Source records:

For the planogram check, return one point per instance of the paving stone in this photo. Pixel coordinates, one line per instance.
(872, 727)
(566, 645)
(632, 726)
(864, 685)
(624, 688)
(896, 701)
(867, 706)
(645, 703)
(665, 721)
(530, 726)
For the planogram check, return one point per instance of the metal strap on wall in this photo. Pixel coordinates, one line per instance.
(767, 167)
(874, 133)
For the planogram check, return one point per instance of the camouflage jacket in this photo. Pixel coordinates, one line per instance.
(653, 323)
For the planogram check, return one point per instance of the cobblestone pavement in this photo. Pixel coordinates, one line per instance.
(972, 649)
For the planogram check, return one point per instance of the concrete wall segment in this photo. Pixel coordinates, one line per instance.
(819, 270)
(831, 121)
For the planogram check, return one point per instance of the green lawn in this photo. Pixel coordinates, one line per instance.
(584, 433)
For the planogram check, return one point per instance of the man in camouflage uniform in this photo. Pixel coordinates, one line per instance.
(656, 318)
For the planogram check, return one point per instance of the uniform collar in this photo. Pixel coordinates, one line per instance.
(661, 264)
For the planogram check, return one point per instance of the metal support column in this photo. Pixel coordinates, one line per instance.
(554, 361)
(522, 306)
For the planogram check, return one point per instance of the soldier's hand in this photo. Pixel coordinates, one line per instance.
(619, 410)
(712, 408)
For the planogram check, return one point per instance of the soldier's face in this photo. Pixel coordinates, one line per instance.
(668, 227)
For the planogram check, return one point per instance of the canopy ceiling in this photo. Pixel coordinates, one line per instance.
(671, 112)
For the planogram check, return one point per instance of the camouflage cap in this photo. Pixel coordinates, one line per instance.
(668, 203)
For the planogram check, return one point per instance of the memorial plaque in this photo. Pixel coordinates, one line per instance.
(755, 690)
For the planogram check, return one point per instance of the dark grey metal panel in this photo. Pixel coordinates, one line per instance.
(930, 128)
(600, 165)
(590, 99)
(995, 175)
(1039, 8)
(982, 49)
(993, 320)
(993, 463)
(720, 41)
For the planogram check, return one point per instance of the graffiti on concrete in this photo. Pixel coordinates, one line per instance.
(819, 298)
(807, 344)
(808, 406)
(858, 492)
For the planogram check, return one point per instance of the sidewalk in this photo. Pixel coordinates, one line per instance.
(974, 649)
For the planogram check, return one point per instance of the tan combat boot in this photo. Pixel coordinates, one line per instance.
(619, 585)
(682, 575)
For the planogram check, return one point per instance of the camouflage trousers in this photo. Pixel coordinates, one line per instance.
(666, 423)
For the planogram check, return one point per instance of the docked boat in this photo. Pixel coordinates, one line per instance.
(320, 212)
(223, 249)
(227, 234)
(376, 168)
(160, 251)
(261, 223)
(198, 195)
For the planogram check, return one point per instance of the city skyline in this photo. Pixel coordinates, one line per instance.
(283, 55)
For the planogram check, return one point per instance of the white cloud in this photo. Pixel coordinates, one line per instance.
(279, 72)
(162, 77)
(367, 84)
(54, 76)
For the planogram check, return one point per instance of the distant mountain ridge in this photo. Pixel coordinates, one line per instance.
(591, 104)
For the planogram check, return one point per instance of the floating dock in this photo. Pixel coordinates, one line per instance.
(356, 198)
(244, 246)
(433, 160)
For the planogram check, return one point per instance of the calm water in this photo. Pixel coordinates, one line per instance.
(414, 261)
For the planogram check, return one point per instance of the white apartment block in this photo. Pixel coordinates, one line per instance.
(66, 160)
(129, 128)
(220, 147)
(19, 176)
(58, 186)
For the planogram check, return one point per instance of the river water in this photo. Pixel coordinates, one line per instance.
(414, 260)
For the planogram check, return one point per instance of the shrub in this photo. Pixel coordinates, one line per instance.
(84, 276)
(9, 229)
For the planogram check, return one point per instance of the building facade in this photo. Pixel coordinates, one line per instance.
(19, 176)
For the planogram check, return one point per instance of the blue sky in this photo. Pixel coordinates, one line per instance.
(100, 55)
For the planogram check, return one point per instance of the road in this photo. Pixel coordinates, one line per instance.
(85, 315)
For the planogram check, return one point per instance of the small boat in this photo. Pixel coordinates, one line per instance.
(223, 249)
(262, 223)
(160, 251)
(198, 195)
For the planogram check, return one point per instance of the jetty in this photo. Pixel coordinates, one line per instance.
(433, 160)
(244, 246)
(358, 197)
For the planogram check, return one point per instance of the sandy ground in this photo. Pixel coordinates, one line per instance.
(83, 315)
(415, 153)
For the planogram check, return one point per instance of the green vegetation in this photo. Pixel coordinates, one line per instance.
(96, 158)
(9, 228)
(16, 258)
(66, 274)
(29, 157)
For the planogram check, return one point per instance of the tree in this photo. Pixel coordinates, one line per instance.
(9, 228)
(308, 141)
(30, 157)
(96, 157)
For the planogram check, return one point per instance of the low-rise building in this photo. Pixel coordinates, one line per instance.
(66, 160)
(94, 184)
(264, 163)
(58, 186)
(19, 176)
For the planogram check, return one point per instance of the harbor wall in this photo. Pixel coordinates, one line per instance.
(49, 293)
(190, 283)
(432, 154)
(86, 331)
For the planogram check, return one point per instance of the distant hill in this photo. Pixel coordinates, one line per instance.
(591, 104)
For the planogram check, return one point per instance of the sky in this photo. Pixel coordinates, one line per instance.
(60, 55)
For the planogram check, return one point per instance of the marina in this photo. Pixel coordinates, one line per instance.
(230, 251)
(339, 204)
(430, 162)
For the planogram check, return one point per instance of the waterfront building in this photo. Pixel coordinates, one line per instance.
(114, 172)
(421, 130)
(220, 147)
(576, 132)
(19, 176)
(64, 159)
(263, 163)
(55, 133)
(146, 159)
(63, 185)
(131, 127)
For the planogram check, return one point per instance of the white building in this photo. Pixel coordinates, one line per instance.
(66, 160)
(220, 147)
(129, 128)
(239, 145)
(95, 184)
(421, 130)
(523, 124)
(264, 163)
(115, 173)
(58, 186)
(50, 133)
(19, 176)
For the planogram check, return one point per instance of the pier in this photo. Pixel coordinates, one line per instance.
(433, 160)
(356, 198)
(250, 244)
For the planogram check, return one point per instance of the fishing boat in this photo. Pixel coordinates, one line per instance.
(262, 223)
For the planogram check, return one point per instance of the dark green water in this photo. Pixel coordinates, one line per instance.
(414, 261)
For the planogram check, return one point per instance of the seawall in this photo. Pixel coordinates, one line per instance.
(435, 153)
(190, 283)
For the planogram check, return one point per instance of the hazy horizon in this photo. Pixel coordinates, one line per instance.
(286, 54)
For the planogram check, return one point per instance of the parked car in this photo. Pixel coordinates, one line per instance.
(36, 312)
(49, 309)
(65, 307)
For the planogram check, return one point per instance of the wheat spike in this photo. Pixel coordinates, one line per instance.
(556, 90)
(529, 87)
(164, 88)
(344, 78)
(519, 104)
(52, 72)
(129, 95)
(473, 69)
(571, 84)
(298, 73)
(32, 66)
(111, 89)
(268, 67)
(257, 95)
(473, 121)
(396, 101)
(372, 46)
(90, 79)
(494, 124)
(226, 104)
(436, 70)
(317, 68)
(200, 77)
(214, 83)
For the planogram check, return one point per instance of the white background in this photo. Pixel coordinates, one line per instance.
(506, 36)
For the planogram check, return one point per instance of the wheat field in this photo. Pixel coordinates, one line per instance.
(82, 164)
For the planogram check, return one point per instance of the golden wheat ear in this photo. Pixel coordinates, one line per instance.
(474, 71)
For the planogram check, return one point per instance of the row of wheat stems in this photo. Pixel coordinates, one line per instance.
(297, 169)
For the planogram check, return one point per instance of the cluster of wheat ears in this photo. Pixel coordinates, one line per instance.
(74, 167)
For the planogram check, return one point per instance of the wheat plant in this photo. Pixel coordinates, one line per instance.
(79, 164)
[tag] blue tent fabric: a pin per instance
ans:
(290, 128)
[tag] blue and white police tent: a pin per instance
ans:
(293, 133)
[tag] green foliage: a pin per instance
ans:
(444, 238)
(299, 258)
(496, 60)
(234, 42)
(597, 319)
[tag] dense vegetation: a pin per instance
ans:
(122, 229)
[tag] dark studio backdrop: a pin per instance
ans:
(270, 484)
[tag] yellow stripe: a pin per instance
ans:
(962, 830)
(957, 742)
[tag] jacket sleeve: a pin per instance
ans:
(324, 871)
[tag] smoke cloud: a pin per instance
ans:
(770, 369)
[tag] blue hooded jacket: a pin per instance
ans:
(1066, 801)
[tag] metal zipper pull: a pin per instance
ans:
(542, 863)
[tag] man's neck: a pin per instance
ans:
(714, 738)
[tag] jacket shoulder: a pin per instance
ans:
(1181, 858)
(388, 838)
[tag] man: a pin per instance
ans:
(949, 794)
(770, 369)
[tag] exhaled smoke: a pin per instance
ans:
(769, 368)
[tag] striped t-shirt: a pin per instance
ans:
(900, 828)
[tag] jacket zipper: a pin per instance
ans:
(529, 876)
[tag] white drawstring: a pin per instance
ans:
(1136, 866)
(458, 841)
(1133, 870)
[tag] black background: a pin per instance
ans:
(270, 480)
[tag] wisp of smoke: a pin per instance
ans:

Your task: Which lines above include the word "zipper"? Show each one.

Finished task:
[tag] metal zipper pull: a pin per instance
[tag] jacket zipper: a pin per instance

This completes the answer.